‘Unusually Large Number’ of Breached Sendgrid Accounts Are Sending Spams and Scams

Krebs on Security reports:
Email service provider Sendgrid is grappling with an unusually large number of customer accounts whose passwords have been cracked, sold to spammers, and abused for sending phishing and email malware attacks. Sendgrid’s parent company Twilio says it is working on a plan to require multi-factor authentication for all of its customers, but that solution may not come fast enough for organizations having trouble dealing with the fallout in the meantime…

[A] large number of organizations allow email from Sendgrid’s systems to sail through their spam-filtering systems. To make matters worse, links included in emails sent through Sendgrid are obfuscated (mainly for tracking deliverability and other metrics), so it is not immediately clear to recipients where on the Internet they will be taken when they click…

Rob McEwen is CEO of Invaluement.com, an anti-spam firm whose data on junk email trends are used to improve the spam-blocking technologies deployed by several Fortune 100 companies. McEwen said no other email service provider has come close to generating the volume of spam that’s been emanating from Sendgrid accounts lately. “As far as the nasty criminal phishes and viruses, I think there’s not even a close second in terms of how bad it’s been with Sendgrid over the past few months,” he said…

Neil Schwartzman, executive director of the anti-spam group CAUCE, said Sendgrid’s two-factor authentication plans are long overdue, noting that the company bought Authy back in 2015. “Single-factor authentication for a company like this in 2020 is just ludicrous given the potential damage and malicious content we’re seeing,” Schwartzman said… Schwartzman said if Twilio doesn’t act quickly enough to fix the problem on its end, the major email providers of the world (think Google, Microsoft and Apple) — and their various machine-learning anti-spam algorithms — may do it for them.


Krebs found an online cybercriminal selling access to more than 400 compromised Sendgrid accounts. “Accounts that can send up to 40,000 emails a month go for $15, whereas those capable of blasting 10 million missives a month sell for $400.”

◆ ◆ ◆ ◆ ◆

**WORK ITEM**
Please transcribe the Sendgrid passage between "Neil Schwartzman, executive" and "it for them.", inclusive. You won't need the records at all.

**SUPPLIED INFORMATION**
◆ ◆ ◆ ◆ ◆

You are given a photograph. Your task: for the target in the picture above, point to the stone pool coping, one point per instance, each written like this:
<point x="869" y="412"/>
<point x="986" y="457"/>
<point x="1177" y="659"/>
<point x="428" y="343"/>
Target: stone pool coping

◆ ◆ ◆ ◆ ◆

**ANSWER**
Neil Schwartzman, executive director of the anti-spam group CAUCE, said Sendgrid’s two-factor authentication plans are long overdue, noting that the company bought Authy back in 2015. “Single-factor authentication for a company like this in 2020 is just ludicrous given the potential damage and malicious content we’re seeing,” Schwartzman said… Schwartzman said if Twilio doesn’t act quickly enough to fix the problem on its end, the major email providers of the world (think Google, Microsoft and Apple) — and their various machine-learning anti-spam algorithms — may do it for them.